→ Direction
Edit the records below by changing every "background" to "backdrop", keeping everything else the same.
## BEGIN Material to process
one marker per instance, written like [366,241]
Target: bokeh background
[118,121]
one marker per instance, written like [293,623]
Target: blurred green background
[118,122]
## END Material to process
→ Exercise answer
one marker per instance, written like [366,241]
Target: bokeh backdrop
[118,121]
one marker per instance, written like [293,623]
Target: blurred green backdrop
[118,122]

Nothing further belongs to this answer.